_Directions_
Please lay out the listing below as a Markdown table with the columns Row and Line, from the line with "out the soccer" through the end of the listing, both ends included. Give each line its own numbered row, and leave out blank lines.

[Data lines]
** Start **

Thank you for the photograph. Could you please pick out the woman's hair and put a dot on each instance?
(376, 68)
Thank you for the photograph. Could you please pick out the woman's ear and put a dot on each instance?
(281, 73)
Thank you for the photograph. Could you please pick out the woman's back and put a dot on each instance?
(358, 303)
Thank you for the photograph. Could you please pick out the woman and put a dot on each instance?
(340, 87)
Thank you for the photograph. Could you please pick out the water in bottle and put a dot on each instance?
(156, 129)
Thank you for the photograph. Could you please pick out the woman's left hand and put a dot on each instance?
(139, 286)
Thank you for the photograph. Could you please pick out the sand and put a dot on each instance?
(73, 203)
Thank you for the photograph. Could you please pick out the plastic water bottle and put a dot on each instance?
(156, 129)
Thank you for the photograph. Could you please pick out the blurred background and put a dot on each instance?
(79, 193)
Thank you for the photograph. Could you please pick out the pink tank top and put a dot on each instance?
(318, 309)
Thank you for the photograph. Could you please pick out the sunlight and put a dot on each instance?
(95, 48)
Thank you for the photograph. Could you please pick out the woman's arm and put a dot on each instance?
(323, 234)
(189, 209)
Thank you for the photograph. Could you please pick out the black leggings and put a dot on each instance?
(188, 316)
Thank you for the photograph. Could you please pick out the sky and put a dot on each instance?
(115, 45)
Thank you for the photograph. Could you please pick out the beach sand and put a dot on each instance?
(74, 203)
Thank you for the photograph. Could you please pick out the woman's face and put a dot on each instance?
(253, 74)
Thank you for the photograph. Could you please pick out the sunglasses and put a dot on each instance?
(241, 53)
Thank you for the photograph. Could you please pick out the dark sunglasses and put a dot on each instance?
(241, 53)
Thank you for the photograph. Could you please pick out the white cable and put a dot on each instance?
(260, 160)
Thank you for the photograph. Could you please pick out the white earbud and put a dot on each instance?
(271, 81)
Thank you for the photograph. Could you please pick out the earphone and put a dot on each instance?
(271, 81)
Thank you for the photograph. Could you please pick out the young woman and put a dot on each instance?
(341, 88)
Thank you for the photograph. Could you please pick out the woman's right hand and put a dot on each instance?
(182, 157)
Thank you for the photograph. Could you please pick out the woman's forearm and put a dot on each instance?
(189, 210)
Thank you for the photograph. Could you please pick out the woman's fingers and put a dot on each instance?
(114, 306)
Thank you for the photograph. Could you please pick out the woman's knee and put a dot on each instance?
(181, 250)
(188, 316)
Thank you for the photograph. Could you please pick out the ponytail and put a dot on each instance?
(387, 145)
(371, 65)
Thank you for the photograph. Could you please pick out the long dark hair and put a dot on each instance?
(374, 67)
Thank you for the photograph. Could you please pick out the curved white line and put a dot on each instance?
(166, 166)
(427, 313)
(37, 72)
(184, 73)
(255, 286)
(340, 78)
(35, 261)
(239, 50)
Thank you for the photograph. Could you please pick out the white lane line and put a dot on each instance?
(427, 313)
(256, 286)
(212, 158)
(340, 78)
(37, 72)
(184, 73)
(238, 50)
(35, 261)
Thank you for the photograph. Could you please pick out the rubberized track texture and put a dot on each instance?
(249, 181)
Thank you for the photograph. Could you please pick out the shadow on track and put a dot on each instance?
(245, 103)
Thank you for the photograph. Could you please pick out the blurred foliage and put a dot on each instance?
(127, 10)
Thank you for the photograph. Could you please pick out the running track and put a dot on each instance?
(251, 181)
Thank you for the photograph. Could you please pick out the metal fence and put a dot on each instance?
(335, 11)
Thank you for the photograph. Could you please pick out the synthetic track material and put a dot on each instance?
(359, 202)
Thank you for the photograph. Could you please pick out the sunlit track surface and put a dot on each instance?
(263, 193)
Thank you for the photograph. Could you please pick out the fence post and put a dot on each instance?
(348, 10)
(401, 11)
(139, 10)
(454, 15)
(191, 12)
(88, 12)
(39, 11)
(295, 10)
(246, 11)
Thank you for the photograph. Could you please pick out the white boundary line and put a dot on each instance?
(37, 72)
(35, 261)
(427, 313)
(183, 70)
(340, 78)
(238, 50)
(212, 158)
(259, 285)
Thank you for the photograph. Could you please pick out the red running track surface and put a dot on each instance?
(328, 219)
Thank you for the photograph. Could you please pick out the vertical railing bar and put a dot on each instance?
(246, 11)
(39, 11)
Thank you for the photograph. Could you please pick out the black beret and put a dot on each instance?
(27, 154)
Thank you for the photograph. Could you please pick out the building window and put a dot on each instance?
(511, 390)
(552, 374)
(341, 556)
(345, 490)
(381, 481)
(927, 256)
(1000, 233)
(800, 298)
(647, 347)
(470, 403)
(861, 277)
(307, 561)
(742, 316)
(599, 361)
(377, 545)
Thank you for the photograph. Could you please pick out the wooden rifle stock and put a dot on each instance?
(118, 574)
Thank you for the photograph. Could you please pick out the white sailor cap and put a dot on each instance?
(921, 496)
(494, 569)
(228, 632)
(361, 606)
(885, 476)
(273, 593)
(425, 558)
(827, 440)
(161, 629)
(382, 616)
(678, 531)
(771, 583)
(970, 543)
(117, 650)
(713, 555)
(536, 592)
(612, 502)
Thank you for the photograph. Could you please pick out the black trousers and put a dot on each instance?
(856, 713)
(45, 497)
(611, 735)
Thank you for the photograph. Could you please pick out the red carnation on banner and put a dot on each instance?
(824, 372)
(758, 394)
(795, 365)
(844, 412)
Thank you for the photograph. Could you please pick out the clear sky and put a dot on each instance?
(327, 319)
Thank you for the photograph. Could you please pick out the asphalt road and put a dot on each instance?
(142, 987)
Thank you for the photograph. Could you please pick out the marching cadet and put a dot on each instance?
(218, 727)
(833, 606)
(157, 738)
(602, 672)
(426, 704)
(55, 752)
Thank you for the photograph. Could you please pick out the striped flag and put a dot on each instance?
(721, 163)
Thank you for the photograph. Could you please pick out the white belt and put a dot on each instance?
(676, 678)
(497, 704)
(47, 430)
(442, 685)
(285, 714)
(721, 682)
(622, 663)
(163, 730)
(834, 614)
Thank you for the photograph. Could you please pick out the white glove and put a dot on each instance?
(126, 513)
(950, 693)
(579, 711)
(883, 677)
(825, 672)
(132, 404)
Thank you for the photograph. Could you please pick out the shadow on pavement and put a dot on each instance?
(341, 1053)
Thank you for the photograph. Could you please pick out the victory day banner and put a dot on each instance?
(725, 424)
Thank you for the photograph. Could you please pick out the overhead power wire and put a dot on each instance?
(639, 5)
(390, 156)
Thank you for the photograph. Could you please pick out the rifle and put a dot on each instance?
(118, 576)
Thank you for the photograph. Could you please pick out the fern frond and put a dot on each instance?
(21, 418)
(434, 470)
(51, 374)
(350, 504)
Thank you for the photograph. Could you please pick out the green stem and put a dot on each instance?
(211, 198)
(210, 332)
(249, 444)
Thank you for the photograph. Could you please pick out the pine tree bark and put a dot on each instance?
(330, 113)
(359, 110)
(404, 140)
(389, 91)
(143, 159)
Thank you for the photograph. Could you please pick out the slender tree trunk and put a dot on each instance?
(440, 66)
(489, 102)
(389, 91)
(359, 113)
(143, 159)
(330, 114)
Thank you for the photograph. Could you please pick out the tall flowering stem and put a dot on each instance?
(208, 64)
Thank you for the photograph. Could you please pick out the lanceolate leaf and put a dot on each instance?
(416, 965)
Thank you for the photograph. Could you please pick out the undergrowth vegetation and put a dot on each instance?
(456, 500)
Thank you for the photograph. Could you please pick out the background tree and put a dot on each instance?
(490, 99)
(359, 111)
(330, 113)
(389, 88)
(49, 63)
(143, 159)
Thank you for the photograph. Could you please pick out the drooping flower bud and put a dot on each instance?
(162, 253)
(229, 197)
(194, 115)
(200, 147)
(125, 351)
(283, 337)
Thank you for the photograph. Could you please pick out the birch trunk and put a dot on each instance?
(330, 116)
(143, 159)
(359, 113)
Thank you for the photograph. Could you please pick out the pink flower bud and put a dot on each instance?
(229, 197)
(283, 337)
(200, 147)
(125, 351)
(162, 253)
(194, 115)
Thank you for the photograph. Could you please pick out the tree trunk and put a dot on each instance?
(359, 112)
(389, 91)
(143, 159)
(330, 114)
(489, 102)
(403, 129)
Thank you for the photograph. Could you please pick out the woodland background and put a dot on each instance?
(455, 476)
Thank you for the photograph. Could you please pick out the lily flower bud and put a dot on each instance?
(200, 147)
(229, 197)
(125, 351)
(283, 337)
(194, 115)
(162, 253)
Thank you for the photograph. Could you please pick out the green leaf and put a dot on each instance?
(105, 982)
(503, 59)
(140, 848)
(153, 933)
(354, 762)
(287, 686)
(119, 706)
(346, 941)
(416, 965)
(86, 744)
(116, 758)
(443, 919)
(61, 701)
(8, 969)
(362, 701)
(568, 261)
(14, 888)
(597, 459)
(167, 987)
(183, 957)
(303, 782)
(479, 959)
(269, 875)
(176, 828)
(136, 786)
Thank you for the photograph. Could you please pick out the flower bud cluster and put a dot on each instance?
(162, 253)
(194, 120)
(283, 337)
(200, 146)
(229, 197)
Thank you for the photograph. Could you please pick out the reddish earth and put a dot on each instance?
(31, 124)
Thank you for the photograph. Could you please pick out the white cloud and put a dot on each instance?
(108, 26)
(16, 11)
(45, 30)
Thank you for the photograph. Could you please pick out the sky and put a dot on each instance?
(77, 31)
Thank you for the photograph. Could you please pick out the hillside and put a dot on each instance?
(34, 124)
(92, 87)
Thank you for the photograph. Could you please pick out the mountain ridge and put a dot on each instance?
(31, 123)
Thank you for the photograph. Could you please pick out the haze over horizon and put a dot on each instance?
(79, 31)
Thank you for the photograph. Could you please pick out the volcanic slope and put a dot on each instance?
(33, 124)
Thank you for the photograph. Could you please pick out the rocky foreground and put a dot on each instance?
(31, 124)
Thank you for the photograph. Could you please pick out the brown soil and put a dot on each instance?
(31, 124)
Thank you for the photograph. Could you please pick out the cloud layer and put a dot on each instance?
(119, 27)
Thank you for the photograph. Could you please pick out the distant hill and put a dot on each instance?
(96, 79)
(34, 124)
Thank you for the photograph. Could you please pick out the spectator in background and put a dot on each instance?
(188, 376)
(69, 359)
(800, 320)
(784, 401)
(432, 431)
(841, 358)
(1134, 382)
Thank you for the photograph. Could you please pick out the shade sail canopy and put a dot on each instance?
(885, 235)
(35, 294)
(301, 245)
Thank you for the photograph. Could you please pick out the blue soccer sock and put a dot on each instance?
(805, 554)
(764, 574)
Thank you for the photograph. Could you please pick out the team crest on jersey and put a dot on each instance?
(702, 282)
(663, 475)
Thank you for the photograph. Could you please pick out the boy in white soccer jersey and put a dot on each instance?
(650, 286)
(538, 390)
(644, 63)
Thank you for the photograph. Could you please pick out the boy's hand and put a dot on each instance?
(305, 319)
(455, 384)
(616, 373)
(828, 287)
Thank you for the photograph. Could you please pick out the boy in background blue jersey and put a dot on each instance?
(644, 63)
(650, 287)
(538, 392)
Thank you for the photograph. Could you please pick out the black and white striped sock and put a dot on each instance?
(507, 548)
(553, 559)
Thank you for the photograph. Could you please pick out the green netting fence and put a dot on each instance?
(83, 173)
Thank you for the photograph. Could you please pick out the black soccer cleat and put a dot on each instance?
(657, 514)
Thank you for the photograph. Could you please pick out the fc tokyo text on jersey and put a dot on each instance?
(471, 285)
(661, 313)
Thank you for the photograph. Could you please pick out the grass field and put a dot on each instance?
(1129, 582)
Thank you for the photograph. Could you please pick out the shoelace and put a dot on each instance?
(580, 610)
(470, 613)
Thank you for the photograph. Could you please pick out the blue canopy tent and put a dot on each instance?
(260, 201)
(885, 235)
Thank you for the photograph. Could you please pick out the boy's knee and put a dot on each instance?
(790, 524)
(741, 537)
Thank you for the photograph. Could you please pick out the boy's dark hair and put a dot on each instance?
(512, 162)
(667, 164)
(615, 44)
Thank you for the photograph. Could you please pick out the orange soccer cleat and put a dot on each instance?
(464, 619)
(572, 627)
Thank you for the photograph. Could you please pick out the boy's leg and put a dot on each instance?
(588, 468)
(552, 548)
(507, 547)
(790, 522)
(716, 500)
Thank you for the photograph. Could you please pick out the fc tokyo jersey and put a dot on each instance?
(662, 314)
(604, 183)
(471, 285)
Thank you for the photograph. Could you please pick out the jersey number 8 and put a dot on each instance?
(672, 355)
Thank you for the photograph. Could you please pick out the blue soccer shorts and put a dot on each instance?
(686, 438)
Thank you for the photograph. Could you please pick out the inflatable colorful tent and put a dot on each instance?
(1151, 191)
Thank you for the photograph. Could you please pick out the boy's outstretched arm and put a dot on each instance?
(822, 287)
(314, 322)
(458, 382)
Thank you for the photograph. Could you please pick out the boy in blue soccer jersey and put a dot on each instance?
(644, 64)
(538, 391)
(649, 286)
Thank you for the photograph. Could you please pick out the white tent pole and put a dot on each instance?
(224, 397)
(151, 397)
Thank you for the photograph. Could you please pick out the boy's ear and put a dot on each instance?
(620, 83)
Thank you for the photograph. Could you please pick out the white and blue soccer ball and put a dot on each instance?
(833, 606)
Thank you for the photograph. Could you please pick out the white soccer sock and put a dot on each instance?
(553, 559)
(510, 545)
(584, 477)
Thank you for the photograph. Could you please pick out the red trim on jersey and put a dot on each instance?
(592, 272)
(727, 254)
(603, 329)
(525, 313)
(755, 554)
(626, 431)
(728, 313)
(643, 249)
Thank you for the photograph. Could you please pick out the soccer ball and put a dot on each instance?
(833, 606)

** End **

_Solution to this problem_
| Row | Line |
|---|---|
| 1 | Thank you for the photograph. Could you please pick out the soccer ball and put a dot on each instance? |
| 2 | (833, 606) |